> Data entries

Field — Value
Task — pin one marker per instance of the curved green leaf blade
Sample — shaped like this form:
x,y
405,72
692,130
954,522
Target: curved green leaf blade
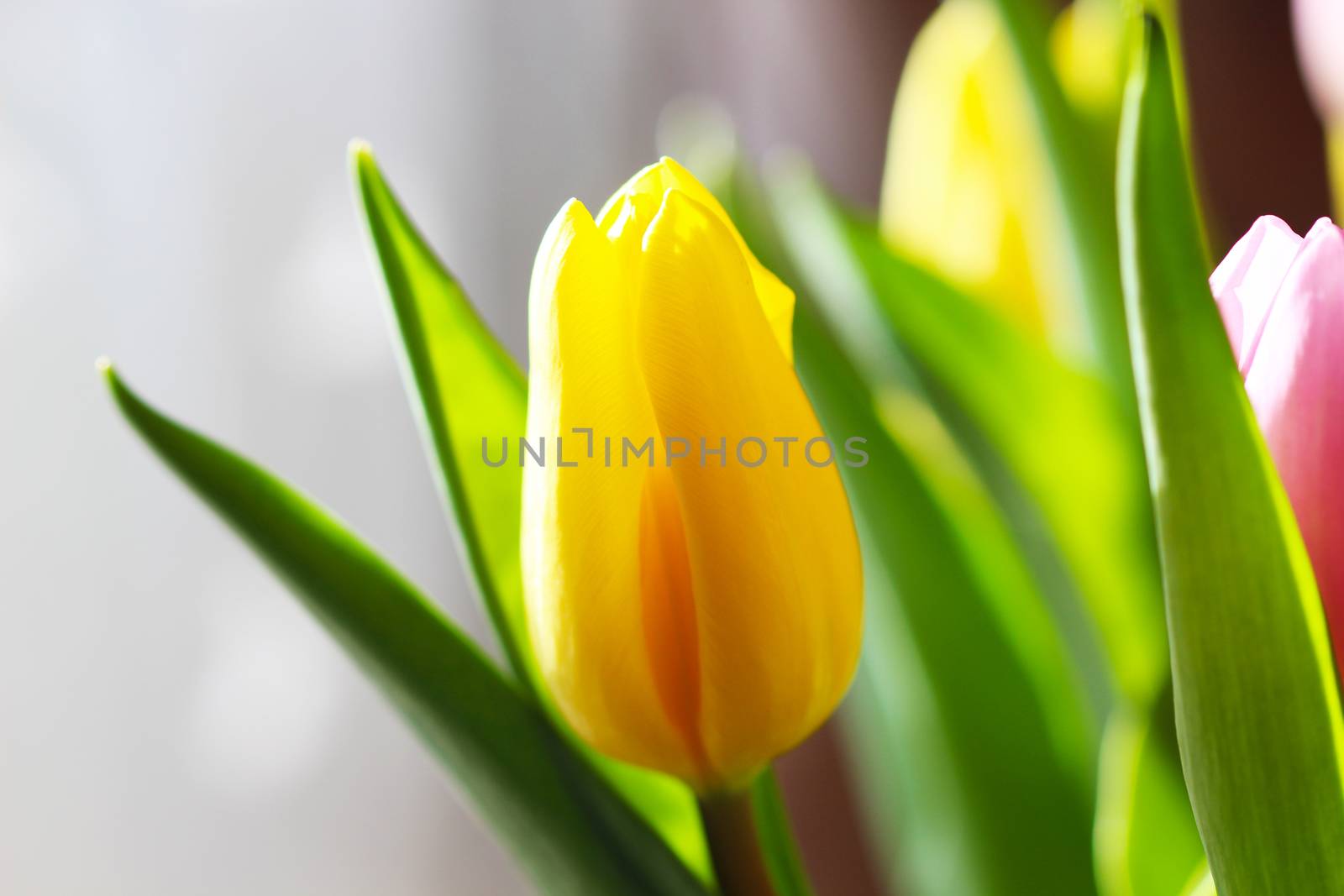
x,y
1082,195
776,836
1003,725
467,389
1146,837
1257,705
1050,432
544,801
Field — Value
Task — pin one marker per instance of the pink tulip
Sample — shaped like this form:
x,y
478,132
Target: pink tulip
x,y
1319,27
1283,304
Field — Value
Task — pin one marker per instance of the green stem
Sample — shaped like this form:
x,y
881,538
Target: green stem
x,y
734,844
1335,160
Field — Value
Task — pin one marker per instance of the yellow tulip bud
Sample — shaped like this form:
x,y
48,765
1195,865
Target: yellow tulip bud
x,y
696,609
968,188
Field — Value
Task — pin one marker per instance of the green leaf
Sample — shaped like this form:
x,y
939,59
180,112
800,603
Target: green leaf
x,y
1257,705
1082,191
1041,432
564,824
467,389
776,836
1202,884
988,759
1146,837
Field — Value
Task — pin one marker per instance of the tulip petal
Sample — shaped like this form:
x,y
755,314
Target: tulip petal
x,y
581,524
1247,281
773,553
667,174
1296,385
1319,27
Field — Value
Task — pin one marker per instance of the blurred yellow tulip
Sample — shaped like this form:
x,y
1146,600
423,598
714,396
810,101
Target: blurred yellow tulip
x,y
968,188
691,610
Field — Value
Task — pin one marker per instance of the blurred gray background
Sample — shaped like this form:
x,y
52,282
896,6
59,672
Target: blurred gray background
x,y
174,194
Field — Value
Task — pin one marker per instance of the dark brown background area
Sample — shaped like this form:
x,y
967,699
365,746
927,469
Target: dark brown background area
x,y
1258,149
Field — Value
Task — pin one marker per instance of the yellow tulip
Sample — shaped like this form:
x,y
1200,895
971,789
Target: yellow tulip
x,y
691,611
968,188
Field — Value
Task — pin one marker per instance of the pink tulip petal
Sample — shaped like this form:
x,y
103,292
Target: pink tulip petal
x,y
1247,282
1296,385
1319,29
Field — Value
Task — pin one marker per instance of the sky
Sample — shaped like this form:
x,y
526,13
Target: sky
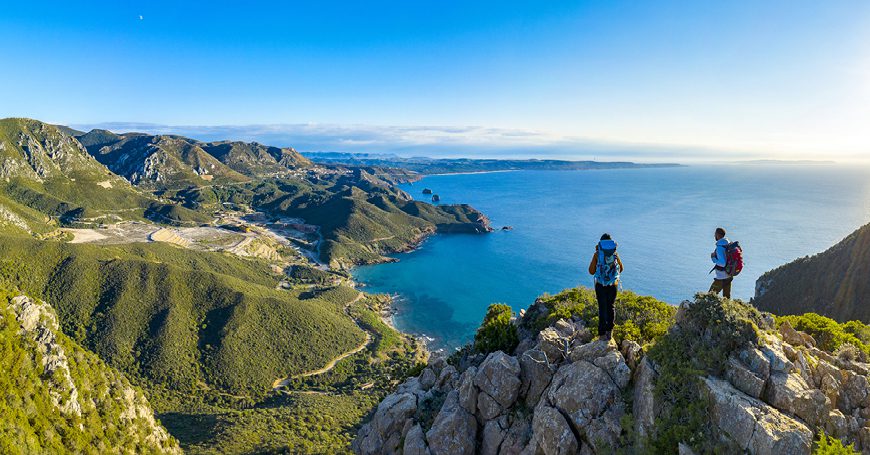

> Given request
Give only the number of lines in the listing that contain the string "tulip".

> Answer to the task
12